--- start ---

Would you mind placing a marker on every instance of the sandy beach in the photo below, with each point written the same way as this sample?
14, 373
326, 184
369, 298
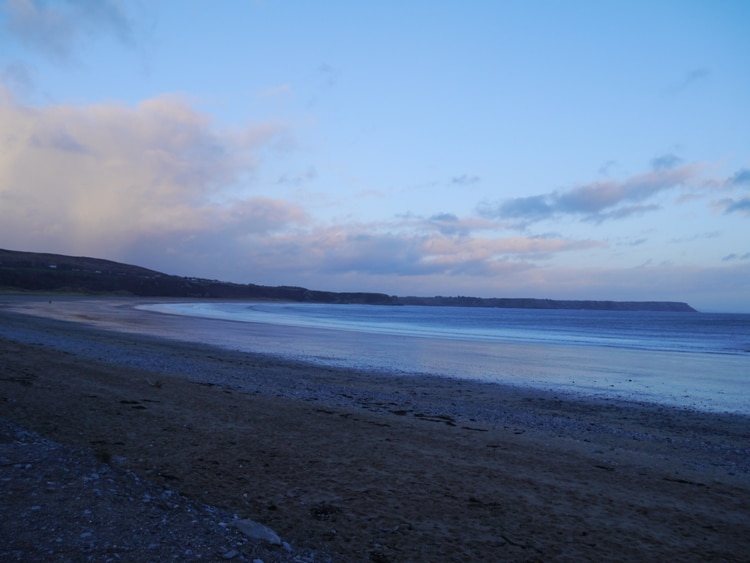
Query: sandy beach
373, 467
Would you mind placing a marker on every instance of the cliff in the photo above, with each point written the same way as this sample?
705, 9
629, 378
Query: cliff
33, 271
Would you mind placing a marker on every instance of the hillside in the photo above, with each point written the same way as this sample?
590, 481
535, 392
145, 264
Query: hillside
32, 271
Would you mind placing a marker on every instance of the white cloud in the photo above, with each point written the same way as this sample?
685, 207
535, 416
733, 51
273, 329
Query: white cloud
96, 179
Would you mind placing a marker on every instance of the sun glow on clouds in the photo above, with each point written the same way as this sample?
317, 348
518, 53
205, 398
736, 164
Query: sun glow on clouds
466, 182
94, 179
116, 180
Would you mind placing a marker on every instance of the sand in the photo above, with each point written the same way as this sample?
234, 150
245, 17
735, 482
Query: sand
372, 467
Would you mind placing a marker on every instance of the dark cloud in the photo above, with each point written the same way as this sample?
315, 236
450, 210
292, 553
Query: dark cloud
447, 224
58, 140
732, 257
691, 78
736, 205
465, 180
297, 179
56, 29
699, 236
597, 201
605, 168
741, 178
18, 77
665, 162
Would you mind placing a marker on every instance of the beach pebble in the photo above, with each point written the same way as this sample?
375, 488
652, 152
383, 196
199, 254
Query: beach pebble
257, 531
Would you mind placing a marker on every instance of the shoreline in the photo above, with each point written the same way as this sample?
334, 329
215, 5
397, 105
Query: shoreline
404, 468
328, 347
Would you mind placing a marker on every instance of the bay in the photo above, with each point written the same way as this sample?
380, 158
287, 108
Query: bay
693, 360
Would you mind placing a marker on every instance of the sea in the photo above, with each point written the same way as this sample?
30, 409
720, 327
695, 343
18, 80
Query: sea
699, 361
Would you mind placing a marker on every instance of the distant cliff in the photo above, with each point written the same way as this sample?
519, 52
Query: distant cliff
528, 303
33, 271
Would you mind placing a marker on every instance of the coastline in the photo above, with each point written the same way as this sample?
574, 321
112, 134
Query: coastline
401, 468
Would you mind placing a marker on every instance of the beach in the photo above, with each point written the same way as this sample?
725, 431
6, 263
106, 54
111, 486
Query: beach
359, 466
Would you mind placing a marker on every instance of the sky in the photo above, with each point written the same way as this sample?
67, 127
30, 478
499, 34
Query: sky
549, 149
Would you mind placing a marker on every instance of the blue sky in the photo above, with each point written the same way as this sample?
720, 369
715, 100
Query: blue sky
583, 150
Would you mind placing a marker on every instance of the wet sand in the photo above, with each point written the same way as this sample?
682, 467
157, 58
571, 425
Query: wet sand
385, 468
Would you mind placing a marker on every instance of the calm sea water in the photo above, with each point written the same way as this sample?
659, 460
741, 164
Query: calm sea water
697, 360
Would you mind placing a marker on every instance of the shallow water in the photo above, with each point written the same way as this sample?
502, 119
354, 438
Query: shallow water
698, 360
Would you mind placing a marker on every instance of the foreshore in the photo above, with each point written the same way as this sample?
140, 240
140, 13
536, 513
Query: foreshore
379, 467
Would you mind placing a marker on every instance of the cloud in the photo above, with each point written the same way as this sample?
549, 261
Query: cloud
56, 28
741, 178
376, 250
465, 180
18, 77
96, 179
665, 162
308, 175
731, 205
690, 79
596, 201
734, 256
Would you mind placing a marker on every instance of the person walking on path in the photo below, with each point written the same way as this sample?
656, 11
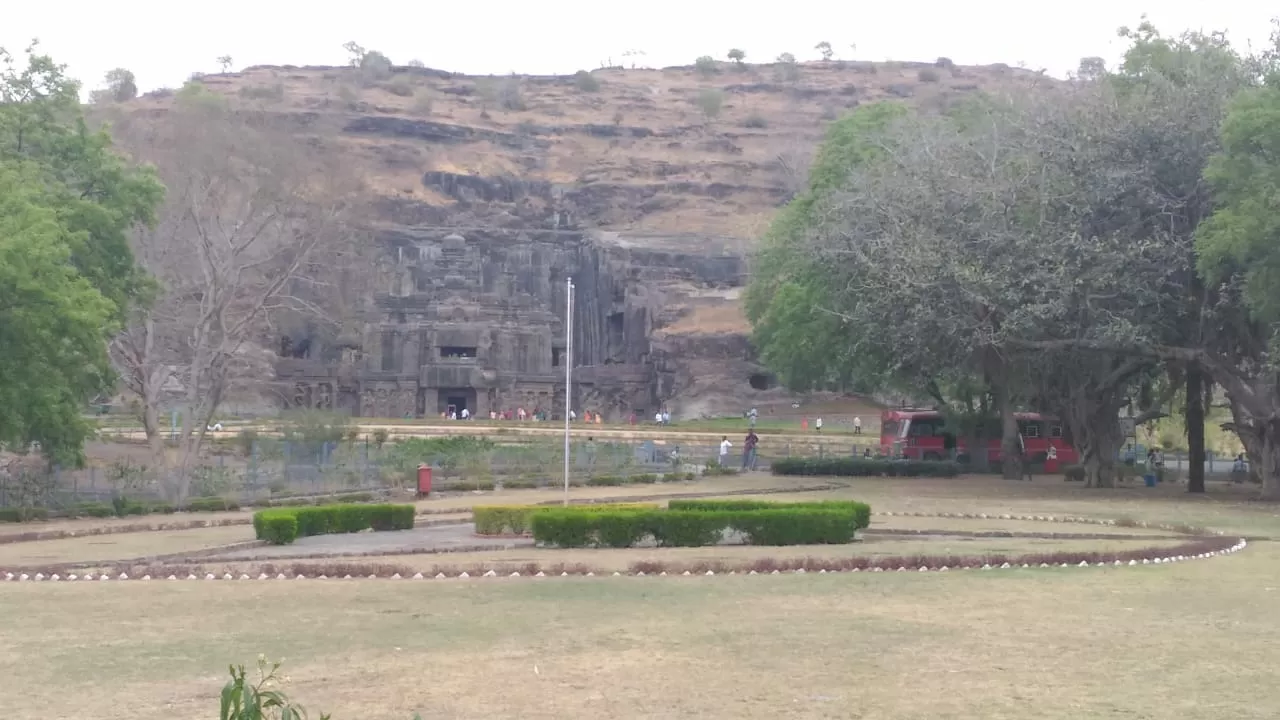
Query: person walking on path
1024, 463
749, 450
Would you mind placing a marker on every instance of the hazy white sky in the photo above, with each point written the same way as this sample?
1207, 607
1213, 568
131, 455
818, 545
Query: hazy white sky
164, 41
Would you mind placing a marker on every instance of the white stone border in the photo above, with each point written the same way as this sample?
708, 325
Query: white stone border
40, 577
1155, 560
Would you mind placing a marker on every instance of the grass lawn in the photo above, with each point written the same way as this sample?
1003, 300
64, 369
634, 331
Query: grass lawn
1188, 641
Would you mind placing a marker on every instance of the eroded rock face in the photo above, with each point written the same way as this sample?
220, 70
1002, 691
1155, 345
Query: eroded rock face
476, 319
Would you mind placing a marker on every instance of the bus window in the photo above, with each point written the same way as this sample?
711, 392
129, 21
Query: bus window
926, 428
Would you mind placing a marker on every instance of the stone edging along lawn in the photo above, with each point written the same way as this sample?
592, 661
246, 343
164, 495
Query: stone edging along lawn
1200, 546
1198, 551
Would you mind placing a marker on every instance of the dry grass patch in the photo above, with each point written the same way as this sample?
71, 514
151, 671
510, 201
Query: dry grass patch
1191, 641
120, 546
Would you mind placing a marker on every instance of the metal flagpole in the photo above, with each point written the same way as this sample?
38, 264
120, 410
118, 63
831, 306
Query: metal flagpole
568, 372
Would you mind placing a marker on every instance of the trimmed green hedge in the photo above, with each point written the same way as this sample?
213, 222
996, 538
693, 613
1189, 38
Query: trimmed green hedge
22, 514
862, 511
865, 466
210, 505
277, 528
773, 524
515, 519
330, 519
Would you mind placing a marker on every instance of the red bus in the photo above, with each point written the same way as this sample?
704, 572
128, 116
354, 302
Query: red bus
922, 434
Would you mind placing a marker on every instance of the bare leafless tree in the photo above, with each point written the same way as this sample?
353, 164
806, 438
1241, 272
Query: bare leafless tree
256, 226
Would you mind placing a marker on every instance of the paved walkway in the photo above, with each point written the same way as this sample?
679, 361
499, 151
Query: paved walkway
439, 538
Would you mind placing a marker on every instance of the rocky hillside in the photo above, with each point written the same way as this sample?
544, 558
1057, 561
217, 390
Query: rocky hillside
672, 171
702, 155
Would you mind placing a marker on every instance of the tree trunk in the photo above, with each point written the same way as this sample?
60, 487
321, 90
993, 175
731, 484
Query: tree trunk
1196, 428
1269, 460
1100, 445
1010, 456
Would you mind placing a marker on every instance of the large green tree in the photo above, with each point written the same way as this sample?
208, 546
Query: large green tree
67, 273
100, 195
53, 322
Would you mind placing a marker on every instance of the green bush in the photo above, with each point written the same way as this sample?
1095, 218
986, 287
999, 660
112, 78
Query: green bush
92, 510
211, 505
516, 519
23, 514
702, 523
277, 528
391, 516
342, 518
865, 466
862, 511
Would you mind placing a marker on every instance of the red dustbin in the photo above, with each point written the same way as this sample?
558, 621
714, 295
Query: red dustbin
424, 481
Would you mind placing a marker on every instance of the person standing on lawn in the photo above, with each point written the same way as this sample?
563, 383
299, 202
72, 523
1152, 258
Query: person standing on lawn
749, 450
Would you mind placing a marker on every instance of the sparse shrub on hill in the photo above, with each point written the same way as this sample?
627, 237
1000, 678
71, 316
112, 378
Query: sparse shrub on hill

--- end ---

▶ PROBLEM REQUIREMENTS: Give every line back word for word and leave the pictures out.

▶ RESPONSE:
Would you mind placing a marker on every instance of the sandy beach in the photo below, with each point written the same way as this sample?
14, 373
326, 184
369, 298
Query: sandy beach
373, 467
Would you mind placing a marker on every instance of the cliff in the photo above, with each point written the same way as this sample?
705, 9
629, 378
Query: cliff
33, 271
Would you mind placing a marker on every instance of the hillside in the photo above, with each point written the same way as this sample?
590, 481
535, 392
145, 264
Query: hillside
32, 271
Would you mind placing a marker on every instance of the white cloud in the photo above, with each point written the same way as this sample?
685, 207
535, 416
733, 51
273, 329
Query: white cloud
96, 179
Would you mind placing a marker on every instance of the sun glow on clouds in the photo above, with each point written the same way as this sample?
317, 348
518, 53
205, 398
736, 164
Query: sun glow on clouds
466, 182
94, 179
116, 180
Would you mind placing a marker on every instance of the sand in the photo above, with each point written the same way as this sample?
234, 150
245, 17
735, 482
Query: sand
372, 467
Would you mind placing a marker on every instance of the dark cloud in the photo above, with each point written the same way as this sample?
315, 236
450, 210
292, 553
Query: dark cloud
447, 224
58, 140
732, 257
691, 78
736, 205
465, 180
297, 179
56, 29
699, 236
597, 201
605, 168
741, 178
18, 77
665, 162
Would you mind placing a marker on every instance of the beach pebble in the photo above, with each point written the same way as this sample?
375, 488
652, 152
383, 196
199, 254
Query: beach pebble
257, 531
Would you mind placing a marker on every instance of the shoreline in the photo above, with each point written the same way as this sample?
334, 329
215, 5
397, 105
Query: shoreline
404, 468
328, 347
Would you mind placing a marker on every instance of the bay in the photo above, with each point written the same way as this sample?
380, 158
287, 108
Query: bay
693, 360
Would you mind placing a marker on every instance of the sea in the photo above, with each point written the same way as this sample?
30, 409
720, 327
695, 343
18, 80
Query: sea
699, 361
Would you mind placing a marker on every instance of the distant cliff in the photo above, with each point written the same way as this sample?
519, 52
Query: distant cliff
528, 303
33, 271
Would you mind placing a marker on every instance of the coastline in the photo above, with each point written the same way as this sample?
574, 321
112, 134
Query: coastline
401, 468
Would you mind placing a marker on every instance of the beach in the photo above, with each point written the same way as this sample?
725, 431
6, 263
106, 54
111, 486
Query: beach
359, 466
Would you mind placing a marker on every instance of the sky in the photo above, with each point written the same way as this sample?
67, 127
30, 478
499, 34
Query: sky
549, 149
Would you mind placing a marker on every instance of the blue sky in the photo above, with each point written the same way as this sample?
720, 369
715, 100
Query: blue sky
583, 150
Would you mind placing a marker on every instance of the wet sand in the photo above, with each point written the same way as this sample?
682, 467
157, 58
571, 425
Query: wet sand
385, 468
Would you mind placing a marker on every instance of the calm sea water in the photo above, with each point written the same way as this sample?
659, 460
741, 164
Query: calm sea water
697, 360
Would you mind placing a marker on every instance of the shallow water in the photo above, with each point written the same way as this sample?
502, 119
354, 438
Query: shallow water
698, 360
Would you mind placing a marker on every instance of the foreshore in the photo above, with each point written the same way as this sample?
140, 240
140, 13
536, 513
Query: foreshore
379, 467
Would you mind placing a marker on every instance of the cloud in the photo above, with each point written the same way as this sample?
549, 261
Query: cloud
56, 28
741, 178
376, 250
465, 180
18, 77
96, 179
665, 162
308, 175
731, 205
690, 79
596, 201
734, 256
Would you mind placing a marker on every instance of the person walking on path in the photo below, with each point written the same way as this sample?
656, 11
Query: person walking on path
1024, 463
749, 450
Would you mind placing a marker on every instance of the hazy white sky in the photo above, with each point written the same way as this sample?
1207, 607
1213, 568
131, 455
818, 545
Query: hazy white sky
164, 41
Would you mind placing a marker on every instance of the white stone border in the photo above, with each point written the same way as this sample?
708, 325
Query: white stone border
40, 577
1155, 560
Would you mind placing a marker on every instance of the grass lawn in the photo above, with each point written the same way as this sample?
1003, 300
64, 369
634, 331
Query: grass lawn
1188, 641
Would you mind placing a marker on every instance of the eroded rock face in the photo above, with each point written the same way as this sample?
220, 70
1002, 691
1155, 345
Query: eroded rock face
476, 319
Would you mind placing a marker on every instance of the bus window in the photo above, with each point written the same way as this sample?
711, 392
129, 21
Query: bus window
926, 428
Would you mind placing a marker on every instance of the stone edging along lawn in the photo above, with each point written the same way as this sample?
592, 661
246, 343
164, 495
Query: stone edging along lawn
1200, 546
1198, 551
Would you mind placing a marker on every instance of the dry grass patch in the photo above, with each point written the same way as this sample?
71, 514
151, 671
510, 201
Query: dry grass patch
1191, 641
120, 546
Would you mind placing a marker on every instance of the metal flagpole in the photo above, with each point written the same way as this sample?
38, 264
120, 410
118, 63
831, 306
Query: metal flagpole
568, 372
Would you mind placing a marker on every instance of the trimmed green hedge in the photo above, with each point written the same way as this sample?
213, 222
996, 538
693, 613
1189, 38
Query: trimmed green hedge
22, 514
862, 511
865, 466
210, 505
277, 528
773, 524
515, 519
330, 519
Would you mind placing a marker on every instance of the red bus in the photo above, with each point written the same way as this sample?
704, 572
128, 116
354, 302
Query: red bus
922, 434
Would you mind placing a marker on every instance of the bare leafless tree in the photo above, with each point written the same way as this sample?
353, 164
806, 438
1241, 272
Query: bare leafless tree
256, 226
Would you mind placing a marker on every instance of the paved walkway in the photo above, with each point written the same way as this sample?
679, 361
499, 151
Query: paved walkway
439, 538
Would you mind placing a marker on every instance of the rocky hillside in the photo above, with each point written the same way as this sample?
544, 558
1057, 561
217, 390
Query: rocky hillside
672, 171
702, 155
Would you mind placing a marker on every instance of the tree trunk in the photo above, with each point written the same way as this sample?
60, 487
321, 90
993, 175
731, 484
Query: tree trunk
1196, 428
1269, 460
1100, 445
1010, 456
Would you mind placing a marker on every instance of the large green tree in the photo above, with each point written the same way as this sample?
208, 546
Query: large green tree
67, 273
100, 195
53, 322
Would you mind placing a marker on every instance of the green bush in the photo above, with each point written the same way as this sample?
1095, 218
986, 287
999, 660
112, 78
Query: green bush
92, 510
211, 505
516, 519
23, 514
702, 523
277, 528
391, 516
342, 518
865, 466
862, 511
Would you mind placing a marker on every instance of the red dustbin in the photo above, with each point written the same way as this sample?
558, 621
714, 295
Query: red dustbin
424, 481
Would you mind placing a marker on every instance of the person standing on lawn in the photo above, with each point written the same way as this sample?
563, 383
299, 202
72, 523
1152, 258
Query: person standing on lawn
749, 450
Would you mind placing a marker on every instance of the sparse shrub on hill in the photo above, with each point written the same way as this sample?
627, 237
1000, 678
71, 316
112, 378
Query: sparse shrub on hill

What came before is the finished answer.